Text extract:

>> begin

Writer's picture: Mark RoseMark Rose

here’s a marriage tuesday curveball…

you’ve got to make time for others.

…and i don’t mean separately.

i realize when you get married,  you have had years of developing the “single” lifestyle.   you’ve been used to doing things your way…on your time schedule…with your money…for your own pleasure.   marriage definitely delivers a blow to that way of living!

…and for the record,  i’ve never understood the idea that men and women still need to have a weekly “guys night” or “girls night”…where you go out and act like you’re single again.   gimme a break.   once in a while?   yeah.   i buy it.   but not all the time.   you’re married!

no.   the “others orientation”  is something different altogether.   it’s making time to give yourself to people.   to enter into their stories.   unselfishly.   not for your own benefit,  but for their good and well-being.   not for any payback.   not to get something in return,  but freely.

unselfishness is like the grease that keeps the marriage mechanism moving smoothly.   giving to others enlarges the heart and makes room for more love…not less.   when we live a life of seeing what others need and extending grace to them,  we move ourselves out of the way.

and that’s where our marriages really begin to deepen.

marriage,  by it’s design,  can become self-centered.   instead of giving and serving and pouring out our best for our partner,  we can easily become demanding.   living side-by-side…all the time…can grow a demanding spirit.   we can develop a set of expectations…stated and unstated…that become the litmus test of our love for each other.

>> end

[Stored items from a collection]

>> begin

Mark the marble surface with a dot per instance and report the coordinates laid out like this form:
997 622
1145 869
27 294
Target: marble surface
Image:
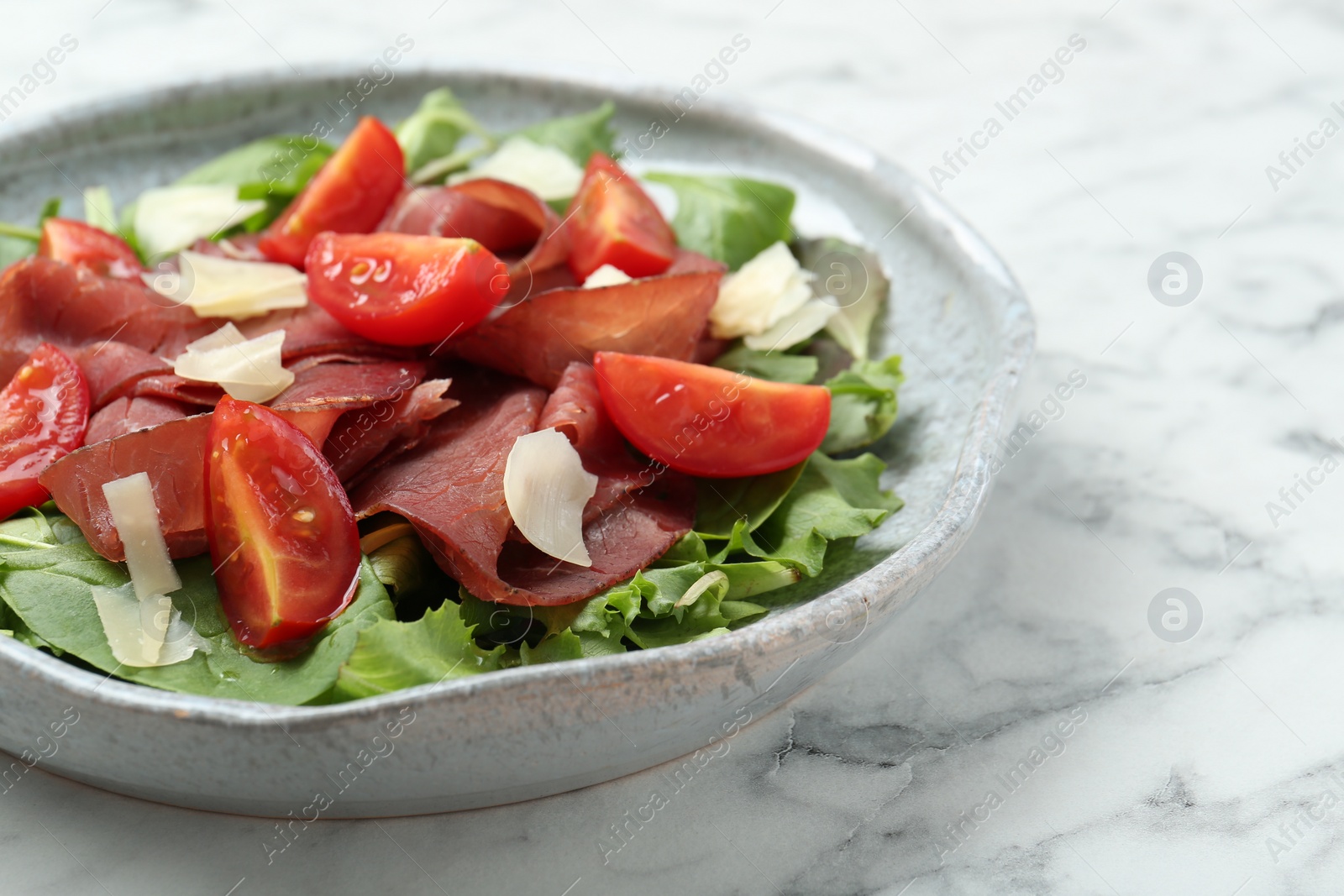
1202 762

>> end
>> begin

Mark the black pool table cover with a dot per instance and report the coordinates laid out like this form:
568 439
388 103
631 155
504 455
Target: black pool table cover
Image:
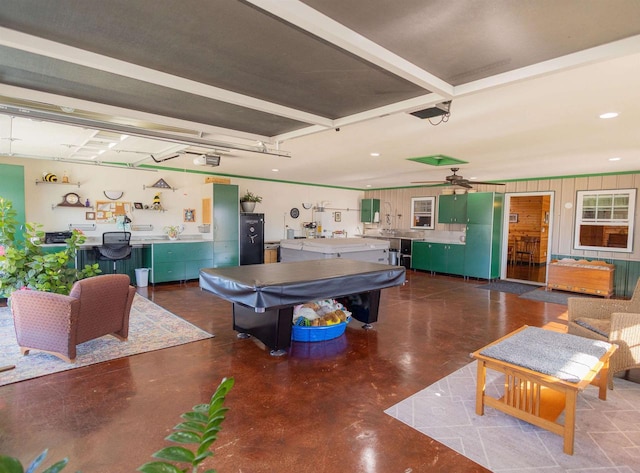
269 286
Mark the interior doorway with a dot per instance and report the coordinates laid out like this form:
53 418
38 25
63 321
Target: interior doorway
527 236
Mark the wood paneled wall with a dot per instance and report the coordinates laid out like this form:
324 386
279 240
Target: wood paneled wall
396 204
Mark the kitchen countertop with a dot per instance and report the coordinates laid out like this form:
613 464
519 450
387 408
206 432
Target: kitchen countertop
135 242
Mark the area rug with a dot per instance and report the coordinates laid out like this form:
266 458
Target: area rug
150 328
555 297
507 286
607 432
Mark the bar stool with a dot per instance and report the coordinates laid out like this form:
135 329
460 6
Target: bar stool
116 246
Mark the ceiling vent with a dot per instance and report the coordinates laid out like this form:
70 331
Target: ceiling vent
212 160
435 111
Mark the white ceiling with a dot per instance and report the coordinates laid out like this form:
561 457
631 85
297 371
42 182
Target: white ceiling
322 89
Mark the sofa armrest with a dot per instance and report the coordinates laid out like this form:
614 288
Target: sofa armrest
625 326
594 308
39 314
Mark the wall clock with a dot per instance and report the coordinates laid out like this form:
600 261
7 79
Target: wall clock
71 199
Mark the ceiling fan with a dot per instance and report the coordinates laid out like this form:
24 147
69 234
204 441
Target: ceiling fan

>> end

Actions to take:
(a) Answer these questions from the marriage post:
(i) What lifestyle does the writer say people have spent years developing before they marry?
(ii) How often does the writer accept a "guys night" or "girls night"?
(iii) To what does the writer compare unselfishness?
(b) In one to three sentences, explain why making time for others helps a marriage, according to the marriage post.
(c) Transcribe the stretch of the marriage post from "i realize when" through "return,  but freely.".

Task answers:
(a)
(i) The "single" lifestyle.
(ii) Once in a while, but not all the time.
(iii) The grease that keeps the marriage mechanism moving smoothly.

(b) Unselfishness works like grease that keeps the marriage mechanism moving smoothly. Giving to others also enlarges the heart and makes room for more love, not less. Seeing what others need and extending grace to them moves us out of the way, and that is where marriages begin to deepen.

(c)
i realize when you get married,  you have had years of developing the “single” lifestyle.   you’ve been used to doing things your way…on your time schedule…with your money…for your own pleasure.   marriage definitely delivers a blow to that way of living!

…and for the record,  i’ve never understood the idea that men and women still need to have a weekly “guys night” or “girls night”…where you go out and act like you’re single again.   gimme a break.   once in a while?   yeah.   i buy it.   but not all the time.   you’re married!

no.   the “others orientation”  is something different altogether.   it’s making time to give yourself to people.   to enter into their stories.   unselfishly.   not for your own benefit,  but for their good and well-being.   not for any payback.   not to get something in return,  but freely.